*The task*.
All lines holding the word "riverbank" should be located in the records and copied.

*Task material*.
----

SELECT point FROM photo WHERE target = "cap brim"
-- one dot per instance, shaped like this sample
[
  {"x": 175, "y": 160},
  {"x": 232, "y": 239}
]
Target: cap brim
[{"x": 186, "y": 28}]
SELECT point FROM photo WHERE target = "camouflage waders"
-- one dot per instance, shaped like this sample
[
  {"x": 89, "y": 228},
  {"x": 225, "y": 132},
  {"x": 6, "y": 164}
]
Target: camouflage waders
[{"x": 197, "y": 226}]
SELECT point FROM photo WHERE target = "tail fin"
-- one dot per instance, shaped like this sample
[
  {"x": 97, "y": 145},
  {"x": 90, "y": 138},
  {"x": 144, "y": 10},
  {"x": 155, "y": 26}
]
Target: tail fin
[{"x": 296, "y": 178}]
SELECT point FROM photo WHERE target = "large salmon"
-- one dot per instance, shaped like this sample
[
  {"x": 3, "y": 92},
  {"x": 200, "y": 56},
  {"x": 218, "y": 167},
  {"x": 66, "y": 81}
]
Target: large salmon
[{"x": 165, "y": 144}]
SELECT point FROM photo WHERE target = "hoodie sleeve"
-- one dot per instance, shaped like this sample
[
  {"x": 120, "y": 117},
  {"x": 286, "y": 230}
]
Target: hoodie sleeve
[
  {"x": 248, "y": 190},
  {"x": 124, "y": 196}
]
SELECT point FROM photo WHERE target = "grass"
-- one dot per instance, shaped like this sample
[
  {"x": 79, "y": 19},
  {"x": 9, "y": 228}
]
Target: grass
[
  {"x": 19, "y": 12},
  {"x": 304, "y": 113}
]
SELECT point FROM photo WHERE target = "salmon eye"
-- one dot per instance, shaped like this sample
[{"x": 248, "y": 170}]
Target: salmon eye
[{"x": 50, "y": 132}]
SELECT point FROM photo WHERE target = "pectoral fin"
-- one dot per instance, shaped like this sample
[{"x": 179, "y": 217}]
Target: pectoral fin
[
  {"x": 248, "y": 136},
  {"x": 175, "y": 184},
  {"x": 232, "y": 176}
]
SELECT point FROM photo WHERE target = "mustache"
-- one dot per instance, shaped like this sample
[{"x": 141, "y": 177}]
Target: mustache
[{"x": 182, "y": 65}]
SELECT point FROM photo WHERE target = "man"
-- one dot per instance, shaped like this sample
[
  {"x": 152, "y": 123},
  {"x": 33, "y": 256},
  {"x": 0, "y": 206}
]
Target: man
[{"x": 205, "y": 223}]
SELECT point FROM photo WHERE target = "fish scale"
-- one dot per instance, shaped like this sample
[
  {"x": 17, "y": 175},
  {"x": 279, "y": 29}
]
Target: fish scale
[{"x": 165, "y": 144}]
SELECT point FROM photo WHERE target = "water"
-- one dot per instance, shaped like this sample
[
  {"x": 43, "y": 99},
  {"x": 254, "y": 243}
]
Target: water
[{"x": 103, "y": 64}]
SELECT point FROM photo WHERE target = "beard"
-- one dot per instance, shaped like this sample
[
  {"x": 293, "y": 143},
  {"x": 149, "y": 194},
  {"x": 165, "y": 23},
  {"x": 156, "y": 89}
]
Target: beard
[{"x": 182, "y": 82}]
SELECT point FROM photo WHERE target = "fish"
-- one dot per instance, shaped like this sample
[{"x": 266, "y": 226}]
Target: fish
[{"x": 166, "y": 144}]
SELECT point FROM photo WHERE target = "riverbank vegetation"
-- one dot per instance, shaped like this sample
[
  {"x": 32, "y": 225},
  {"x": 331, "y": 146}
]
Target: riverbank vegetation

----

*Response*.
SELECT point FROM photo WHERE target = "riverbank vegetation"
Target: riverbank vegetation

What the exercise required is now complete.